>> START Material supplied

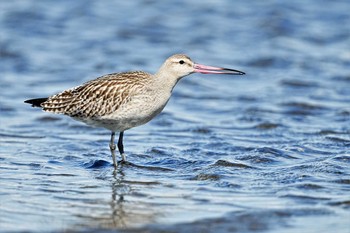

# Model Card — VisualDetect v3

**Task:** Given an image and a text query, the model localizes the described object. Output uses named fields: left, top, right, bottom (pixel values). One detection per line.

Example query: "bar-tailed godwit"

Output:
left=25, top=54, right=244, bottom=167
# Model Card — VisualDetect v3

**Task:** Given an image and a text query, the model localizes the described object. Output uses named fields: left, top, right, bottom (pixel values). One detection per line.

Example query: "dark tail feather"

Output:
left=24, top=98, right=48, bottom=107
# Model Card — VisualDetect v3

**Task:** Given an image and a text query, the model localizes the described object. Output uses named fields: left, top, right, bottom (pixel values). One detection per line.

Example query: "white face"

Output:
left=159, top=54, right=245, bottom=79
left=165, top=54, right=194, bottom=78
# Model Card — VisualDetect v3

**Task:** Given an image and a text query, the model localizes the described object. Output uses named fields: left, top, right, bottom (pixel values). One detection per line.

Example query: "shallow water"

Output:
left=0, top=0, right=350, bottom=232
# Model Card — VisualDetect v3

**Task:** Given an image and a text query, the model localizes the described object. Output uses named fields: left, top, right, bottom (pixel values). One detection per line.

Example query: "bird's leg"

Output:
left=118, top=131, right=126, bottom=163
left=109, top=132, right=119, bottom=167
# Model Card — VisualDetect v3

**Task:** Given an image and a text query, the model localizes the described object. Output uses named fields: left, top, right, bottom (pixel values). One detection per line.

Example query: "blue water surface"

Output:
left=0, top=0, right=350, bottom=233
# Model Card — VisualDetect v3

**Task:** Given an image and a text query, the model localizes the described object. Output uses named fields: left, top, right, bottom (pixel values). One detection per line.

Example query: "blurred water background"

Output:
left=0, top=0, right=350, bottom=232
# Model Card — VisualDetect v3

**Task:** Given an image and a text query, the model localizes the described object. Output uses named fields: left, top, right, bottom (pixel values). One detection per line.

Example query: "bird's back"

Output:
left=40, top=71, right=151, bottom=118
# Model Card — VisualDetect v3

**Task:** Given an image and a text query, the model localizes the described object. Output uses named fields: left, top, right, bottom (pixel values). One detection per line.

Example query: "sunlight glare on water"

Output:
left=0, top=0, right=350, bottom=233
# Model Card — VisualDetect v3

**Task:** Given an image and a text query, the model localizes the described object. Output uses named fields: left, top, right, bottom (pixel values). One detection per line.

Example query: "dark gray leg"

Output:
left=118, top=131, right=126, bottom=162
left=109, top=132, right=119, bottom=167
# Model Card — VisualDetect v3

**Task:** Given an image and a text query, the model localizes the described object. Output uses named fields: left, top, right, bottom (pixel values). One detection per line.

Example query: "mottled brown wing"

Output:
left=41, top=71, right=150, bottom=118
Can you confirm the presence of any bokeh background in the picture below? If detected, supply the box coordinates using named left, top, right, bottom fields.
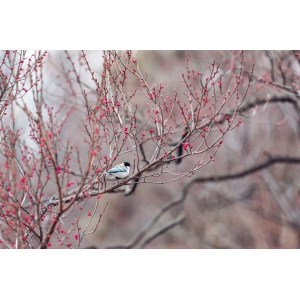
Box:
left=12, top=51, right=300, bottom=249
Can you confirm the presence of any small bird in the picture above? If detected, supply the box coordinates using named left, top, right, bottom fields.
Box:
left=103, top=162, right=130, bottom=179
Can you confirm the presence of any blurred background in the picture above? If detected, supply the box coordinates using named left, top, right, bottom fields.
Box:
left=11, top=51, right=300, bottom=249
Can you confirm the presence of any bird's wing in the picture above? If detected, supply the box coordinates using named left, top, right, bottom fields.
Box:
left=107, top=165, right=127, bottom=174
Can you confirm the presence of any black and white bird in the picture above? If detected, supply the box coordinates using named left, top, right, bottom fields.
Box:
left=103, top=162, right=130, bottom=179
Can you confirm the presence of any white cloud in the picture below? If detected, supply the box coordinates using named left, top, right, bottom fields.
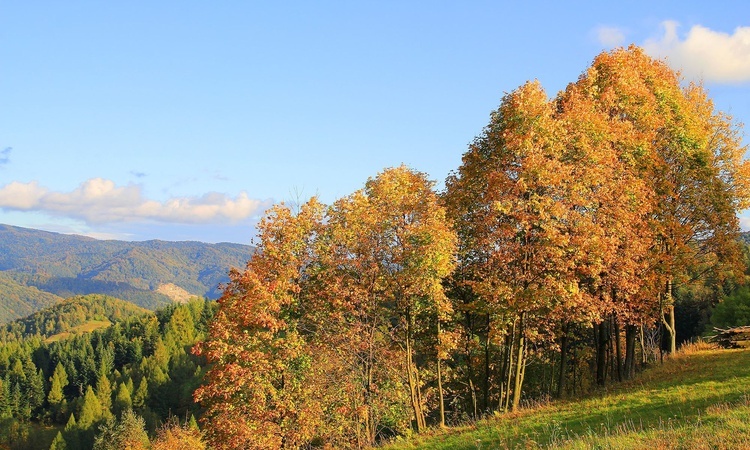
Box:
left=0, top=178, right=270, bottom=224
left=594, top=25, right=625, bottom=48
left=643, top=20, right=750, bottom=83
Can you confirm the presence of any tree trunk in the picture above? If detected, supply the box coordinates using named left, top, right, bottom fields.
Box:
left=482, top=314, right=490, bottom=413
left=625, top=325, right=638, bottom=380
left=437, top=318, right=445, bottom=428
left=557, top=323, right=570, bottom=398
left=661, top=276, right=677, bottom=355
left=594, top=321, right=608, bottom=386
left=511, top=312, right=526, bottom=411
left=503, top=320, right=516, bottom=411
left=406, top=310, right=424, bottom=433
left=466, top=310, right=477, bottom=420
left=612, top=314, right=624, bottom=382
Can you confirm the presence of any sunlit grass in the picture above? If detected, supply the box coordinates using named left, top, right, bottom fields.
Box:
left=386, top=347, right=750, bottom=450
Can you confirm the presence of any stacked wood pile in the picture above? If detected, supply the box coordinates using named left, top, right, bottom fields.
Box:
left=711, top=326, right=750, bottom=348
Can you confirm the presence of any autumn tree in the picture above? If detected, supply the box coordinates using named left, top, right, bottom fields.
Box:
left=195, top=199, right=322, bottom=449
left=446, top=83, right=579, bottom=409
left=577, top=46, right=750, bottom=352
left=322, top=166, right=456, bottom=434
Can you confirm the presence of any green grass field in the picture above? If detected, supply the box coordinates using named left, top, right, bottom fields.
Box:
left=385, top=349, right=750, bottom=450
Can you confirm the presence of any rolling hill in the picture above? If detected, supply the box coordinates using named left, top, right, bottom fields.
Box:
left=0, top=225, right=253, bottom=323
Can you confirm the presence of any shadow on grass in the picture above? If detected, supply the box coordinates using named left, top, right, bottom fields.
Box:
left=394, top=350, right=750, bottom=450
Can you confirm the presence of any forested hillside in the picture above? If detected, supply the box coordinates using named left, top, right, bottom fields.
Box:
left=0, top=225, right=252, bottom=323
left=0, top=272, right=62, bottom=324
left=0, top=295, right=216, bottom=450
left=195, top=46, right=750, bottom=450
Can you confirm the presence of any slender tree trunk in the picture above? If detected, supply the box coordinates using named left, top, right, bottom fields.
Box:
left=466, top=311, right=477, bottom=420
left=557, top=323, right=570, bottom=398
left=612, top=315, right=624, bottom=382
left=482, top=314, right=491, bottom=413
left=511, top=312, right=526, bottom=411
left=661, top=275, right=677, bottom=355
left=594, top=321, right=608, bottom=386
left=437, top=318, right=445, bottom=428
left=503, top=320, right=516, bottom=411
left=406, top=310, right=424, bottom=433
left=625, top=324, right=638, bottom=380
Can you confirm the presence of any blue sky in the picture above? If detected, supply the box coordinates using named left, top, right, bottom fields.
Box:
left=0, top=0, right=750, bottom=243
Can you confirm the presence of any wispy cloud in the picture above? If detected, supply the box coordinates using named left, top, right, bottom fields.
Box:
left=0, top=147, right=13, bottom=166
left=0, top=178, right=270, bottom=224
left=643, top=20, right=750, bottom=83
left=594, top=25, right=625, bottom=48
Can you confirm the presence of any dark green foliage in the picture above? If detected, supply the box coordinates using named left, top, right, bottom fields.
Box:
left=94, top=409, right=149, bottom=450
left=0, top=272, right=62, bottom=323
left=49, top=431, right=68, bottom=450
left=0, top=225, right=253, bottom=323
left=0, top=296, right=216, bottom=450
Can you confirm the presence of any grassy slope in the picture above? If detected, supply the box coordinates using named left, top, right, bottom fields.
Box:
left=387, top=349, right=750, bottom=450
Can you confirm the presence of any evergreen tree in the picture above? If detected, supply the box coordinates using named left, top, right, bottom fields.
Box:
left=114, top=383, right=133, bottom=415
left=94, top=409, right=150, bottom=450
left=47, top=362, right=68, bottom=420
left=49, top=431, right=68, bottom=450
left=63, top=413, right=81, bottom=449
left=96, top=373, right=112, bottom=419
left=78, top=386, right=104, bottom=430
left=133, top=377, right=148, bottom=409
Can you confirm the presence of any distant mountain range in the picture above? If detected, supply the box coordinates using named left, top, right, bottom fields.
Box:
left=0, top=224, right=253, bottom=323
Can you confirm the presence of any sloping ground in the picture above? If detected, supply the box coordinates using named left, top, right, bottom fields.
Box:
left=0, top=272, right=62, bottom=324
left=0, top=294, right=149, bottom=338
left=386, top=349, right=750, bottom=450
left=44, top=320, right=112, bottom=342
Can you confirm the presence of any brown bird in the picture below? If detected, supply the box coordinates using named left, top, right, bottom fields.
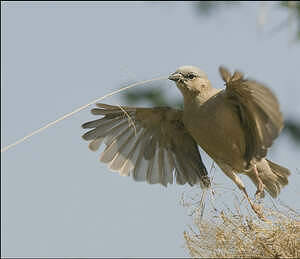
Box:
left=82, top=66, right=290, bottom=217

>> END Material supplied
>> START Material supplied

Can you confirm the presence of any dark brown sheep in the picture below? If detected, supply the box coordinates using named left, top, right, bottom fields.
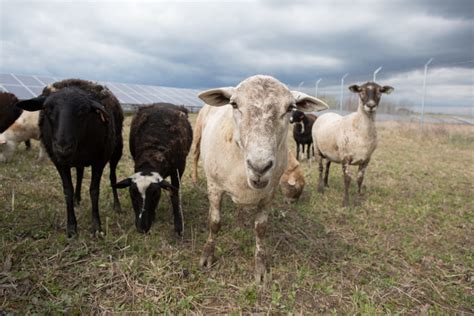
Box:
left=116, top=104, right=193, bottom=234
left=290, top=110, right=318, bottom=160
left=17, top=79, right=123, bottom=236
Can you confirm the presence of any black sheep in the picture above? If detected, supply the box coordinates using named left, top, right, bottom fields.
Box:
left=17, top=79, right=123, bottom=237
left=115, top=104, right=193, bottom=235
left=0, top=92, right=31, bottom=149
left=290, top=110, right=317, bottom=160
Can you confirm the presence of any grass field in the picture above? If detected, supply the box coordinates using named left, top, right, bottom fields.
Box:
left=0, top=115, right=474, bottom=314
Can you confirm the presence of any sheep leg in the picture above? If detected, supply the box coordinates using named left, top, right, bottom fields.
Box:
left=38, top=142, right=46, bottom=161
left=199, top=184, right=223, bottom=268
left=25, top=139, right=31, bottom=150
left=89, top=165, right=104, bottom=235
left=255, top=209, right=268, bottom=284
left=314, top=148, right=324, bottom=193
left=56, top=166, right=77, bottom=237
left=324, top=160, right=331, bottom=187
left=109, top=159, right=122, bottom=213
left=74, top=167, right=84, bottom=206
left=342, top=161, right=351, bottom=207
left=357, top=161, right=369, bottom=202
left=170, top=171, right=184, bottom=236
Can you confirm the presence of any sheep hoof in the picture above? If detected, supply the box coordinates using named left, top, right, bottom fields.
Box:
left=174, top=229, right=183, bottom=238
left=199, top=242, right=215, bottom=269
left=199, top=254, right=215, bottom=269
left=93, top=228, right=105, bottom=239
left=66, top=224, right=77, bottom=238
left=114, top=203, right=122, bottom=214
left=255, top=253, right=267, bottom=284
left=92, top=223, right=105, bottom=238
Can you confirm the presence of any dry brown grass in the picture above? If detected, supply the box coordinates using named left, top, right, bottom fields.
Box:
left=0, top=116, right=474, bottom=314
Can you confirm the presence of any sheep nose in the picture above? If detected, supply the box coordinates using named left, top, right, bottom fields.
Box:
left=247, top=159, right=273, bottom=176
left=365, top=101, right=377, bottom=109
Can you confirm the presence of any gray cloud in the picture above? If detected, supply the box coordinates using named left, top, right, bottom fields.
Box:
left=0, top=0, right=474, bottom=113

>> END Material supplied

__Requirement__. Reproduce the data unchanged, from the line containing "Can you confirm the presence of any blurred" up to and including the line containing "left=612, top=314, right=624, bottom=382", and leave the pictures out.

__The answer__.
Can you confirm the presence of any blurred background in the picture above? If detected, supply the box coordinates using named left, top, right, bottom fields.
Box:
left=11, top=51, right=300, bottom=249
Can you confirm the presence of any bird's wing in the picture above? If detected, supply the box coordinates using named left, top, right, bottom fields.
Box:
left=107, top=165, right=127, bottom=174
Can you confirm the presence of any black and white bird in the picture above? If detected, supply the box coordinates using named left, top, right, bottom fields.
Box:
left=103, top=162, right=130, bottom=179
Can you confirm the presence of any white cloud in the picture below? If detected, supply the box coordinates using named left, top, right, bottom fields.
Box:
left=0, top=178, right=270, bottom=224
left=594, top=25, right=625, bottom=48
left=643, top=20, right=750, bottom=83
Can you confirm the presence of any tree trunk in the picture above? If detected, supply the box coordinates using named left, top, right, bottom fields.
Box:
left=482, top=314, right=490, bottom=413
left=625, top=325, right=638, bottom=380
left=437, top=318, right=445, bottom=428
left=557, top=323, right=570, bottom=398
left=661, top=276, right=677, bottom=355
left=594, top=321, right=608, bottom=386
left=511, top=312, right=526, bottom=411
left=503, top=320, right=516, bottom=411
left=406, top=310, right=424, bottom=433
left=466, top=310, right=477, bottom=420
left=612, top=314, right=624, bottom=382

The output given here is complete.